(Items listed in a dataset)
=== Section Start ===

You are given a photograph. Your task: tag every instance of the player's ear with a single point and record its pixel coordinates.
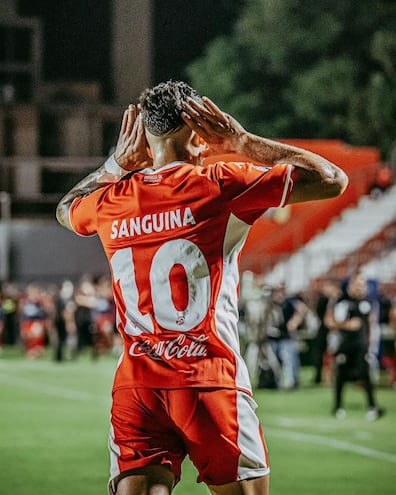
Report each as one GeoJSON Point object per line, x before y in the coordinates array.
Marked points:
{"type": "Point", "coordinates": [198, 143]}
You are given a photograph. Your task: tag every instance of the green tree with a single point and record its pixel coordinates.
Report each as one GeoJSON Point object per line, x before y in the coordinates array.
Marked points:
{"type": "Point", "coordinates": [313, 69]}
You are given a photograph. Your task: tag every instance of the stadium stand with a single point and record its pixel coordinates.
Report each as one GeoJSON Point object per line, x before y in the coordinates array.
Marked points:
{"type": "Point", "coordinates": [354, 228]}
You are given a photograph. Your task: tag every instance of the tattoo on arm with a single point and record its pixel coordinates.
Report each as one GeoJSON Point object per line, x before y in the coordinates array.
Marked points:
{"type": "Point", "coordinates": [95, 180]}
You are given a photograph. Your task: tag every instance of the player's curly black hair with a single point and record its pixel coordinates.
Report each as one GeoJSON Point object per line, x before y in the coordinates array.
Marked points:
{"type": "Point", "coordinates": [161, 106]}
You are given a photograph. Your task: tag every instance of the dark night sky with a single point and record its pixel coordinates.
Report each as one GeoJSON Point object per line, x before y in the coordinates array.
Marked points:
{"type": "Point", "coordinates": [77, 35]}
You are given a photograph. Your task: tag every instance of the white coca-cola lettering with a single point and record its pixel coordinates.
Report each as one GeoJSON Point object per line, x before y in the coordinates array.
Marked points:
{"type": "Point", "coordinates": [177, 348]}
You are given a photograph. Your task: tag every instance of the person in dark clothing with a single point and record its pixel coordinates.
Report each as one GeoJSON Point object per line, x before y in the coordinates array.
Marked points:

=== Section End ===

Once you find the line with "of the stadium" in the entries above, output it and each line after it up to and including the line with "the player's curly", and nothing else.

You are given a photograph. Your task: tag every instance of the stadium stand with a single point and record its pixel coordinates.
Report each as one GeoJSON Point object per line, x before y in the coordinates array.
Marked points:
{"type": "Point", "coordinates": [354, 228]}
You are given a photograph. Your task: tag every instance of the tattoo on arm with a single point and record its pixel coordinates.
Report each as one GeoJSON Point object per line, x before y in the coordinates array.
Marked points:
{"type": "Point", "coordinates": [95, 180]}
You are given a photograph. Your task: tag every instance of the player's curly black hair with a single point and record its pixel coordinates.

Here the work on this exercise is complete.